What is needed: Take the lines below between the one holding "negative clicks: (567, 183)" and the one holding "positive clicks: (243, 246) (253, 245)", inclusive, and copy them exactly. Add nothing.

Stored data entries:
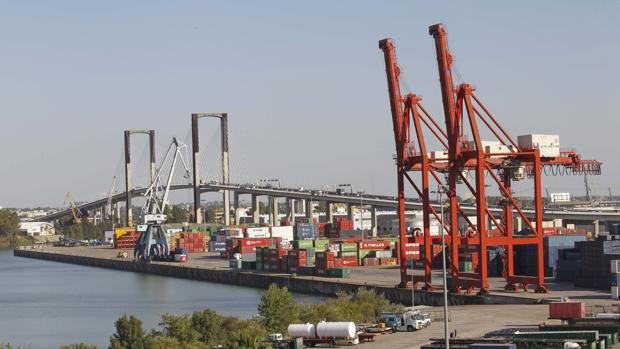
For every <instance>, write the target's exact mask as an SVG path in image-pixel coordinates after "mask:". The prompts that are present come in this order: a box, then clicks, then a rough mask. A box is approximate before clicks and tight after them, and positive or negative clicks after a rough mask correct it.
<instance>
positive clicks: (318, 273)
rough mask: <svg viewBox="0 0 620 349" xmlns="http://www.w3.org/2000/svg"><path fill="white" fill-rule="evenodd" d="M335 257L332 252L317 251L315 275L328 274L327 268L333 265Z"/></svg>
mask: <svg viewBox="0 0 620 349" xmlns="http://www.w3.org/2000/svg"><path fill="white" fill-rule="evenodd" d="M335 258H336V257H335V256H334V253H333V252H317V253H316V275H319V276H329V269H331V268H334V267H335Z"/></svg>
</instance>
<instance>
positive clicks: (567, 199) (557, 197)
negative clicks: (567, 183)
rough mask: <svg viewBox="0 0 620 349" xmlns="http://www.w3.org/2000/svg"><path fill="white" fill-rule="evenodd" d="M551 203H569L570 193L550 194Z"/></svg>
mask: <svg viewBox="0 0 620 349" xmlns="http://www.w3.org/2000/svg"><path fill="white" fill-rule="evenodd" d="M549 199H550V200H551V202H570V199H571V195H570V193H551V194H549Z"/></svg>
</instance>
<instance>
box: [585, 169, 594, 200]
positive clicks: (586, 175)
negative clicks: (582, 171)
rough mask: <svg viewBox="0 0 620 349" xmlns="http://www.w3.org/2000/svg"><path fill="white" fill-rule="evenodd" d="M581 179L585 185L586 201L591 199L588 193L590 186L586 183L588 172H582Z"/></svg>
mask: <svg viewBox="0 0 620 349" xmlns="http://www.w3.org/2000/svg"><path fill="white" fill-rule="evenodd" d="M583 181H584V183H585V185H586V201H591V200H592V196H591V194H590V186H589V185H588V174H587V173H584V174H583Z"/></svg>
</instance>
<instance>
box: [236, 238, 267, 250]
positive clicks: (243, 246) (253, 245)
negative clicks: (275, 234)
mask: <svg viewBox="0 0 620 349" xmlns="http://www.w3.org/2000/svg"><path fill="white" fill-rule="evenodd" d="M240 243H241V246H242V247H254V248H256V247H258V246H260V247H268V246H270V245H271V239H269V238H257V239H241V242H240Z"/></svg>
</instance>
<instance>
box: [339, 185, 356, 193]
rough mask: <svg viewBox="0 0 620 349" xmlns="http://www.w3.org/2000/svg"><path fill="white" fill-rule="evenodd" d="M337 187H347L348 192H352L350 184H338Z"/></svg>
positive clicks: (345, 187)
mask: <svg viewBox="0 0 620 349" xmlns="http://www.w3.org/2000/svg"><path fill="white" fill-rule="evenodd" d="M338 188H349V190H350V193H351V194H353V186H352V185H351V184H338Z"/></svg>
---
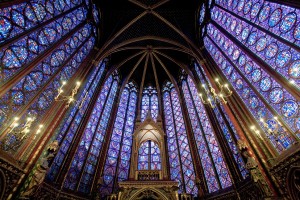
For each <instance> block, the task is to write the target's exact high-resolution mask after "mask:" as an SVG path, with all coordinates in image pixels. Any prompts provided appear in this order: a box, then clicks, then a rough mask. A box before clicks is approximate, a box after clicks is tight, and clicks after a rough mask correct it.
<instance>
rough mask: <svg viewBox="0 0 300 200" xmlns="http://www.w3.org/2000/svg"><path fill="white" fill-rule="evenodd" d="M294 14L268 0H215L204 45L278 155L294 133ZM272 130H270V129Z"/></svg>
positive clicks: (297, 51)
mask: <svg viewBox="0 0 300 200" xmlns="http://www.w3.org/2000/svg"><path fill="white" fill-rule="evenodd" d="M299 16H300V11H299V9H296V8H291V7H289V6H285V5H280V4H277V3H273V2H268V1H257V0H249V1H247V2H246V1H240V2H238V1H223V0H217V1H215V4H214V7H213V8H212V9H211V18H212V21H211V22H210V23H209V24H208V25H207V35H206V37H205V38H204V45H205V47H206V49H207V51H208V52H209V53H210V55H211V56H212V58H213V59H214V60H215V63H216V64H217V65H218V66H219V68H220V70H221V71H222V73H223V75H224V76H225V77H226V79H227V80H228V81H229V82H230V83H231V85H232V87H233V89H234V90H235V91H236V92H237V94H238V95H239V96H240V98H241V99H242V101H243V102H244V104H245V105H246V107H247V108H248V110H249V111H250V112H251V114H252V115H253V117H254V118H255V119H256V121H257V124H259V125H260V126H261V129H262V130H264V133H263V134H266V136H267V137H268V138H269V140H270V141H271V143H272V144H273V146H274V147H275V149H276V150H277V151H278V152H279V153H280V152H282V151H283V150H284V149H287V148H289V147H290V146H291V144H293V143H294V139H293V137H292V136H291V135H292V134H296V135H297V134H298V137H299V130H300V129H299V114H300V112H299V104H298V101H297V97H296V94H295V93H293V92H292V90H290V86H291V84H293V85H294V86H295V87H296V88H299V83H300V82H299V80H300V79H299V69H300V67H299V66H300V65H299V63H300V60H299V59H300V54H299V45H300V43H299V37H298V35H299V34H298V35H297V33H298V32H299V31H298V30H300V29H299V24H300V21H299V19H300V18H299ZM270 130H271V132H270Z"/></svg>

Answer to the exercise:
negative clicks: (567, 183)
rough mask: <svg viewBox="0 0 620 349" xmlns="http://www.w3.org/2000/svg"><path fill="white" fill-rule="evenodd" d="M551 203H569L570 193L550 194Z"/></svg>
mask: <svg viewBox="0 0 620 349" xmlns="http://www.w3.org/2000/svg"><path fill="white" fill-rule="evenodd" d="M549 199H550V200H551V202H570V199H571V195H570V193H551V194H549Z"/></svg>
</instance>
<instance>
box: [585, 169, 594, 200]
positive clicks: (586, 175)
negative clicks: (582, 171)
rough mask: <svg viewBox="0 0 620 349" xmlns="http://www.w3.org/2000/svg"><path fill="white" fill-rule="evenodd" d="M581 179L585 185L586 201L591 199L588 193L590 186L586 183L588 172H582Z"/></svg>
mask: <svg viewBox="0 0 620 349" xmlns="http://www.w3.org/2000/svg"><path fill="white" fill-rule="evenodd" d="M583 181H584V183H585V185H586V201H591V200H592V196H591V194H590V186H589V185H588V174H587V173H584V174H583Z"/></svg>
</instance>
<instance>
box: [236, 238, 267, 250]
positive clicks: (243, 246) (253, 245)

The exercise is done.